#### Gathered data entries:
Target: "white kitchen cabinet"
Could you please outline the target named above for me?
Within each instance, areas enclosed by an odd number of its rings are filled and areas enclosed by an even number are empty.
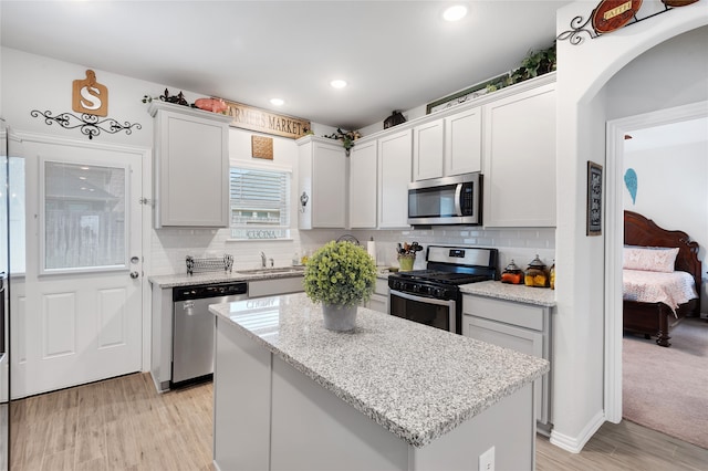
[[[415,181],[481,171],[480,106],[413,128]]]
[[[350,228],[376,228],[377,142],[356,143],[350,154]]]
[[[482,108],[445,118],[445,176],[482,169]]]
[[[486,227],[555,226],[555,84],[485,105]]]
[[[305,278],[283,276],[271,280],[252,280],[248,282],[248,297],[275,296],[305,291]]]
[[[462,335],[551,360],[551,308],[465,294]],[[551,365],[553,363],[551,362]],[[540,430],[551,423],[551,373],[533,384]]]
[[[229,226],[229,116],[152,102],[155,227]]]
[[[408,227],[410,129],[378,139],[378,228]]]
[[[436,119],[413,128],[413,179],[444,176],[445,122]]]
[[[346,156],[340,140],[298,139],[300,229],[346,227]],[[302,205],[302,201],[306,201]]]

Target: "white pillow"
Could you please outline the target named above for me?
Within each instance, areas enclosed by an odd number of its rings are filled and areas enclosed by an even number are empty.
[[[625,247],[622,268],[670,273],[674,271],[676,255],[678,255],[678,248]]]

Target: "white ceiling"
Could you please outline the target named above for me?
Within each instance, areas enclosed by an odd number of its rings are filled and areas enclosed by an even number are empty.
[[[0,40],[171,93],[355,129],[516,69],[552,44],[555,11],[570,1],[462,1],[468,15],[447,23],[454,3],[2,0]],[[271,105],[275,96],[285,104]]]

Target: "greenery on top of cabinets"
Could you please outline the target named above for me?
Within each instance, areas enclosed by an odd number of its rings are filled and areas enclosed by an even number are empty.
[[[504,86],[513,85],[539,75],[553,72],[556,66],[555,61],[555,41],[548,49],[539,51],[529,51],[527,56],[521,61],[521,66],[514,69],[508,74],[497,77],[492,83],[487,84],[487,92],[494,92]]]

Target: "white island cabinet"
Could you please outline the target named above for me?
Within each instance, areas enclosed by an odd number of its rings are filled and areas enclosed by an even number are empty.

#### Directions for this task:
Starting at the very beginning of the rows above and ending at the line containing "[[[415,181],[481,171],[480,106],[413,128]]]", give those lines as a numbered list. Skip blank lines and leave out the pictures.

#### Task answer:
1. Target: "white kitchen cabinet"
2. Could you please outline the target named above for me?
3. Within each instance, areas enclosed by an odd number of its rings are filled and areas enclosed by an even number are empty.
4. [[[415,181],[481,171],[480,106],[413,128]]]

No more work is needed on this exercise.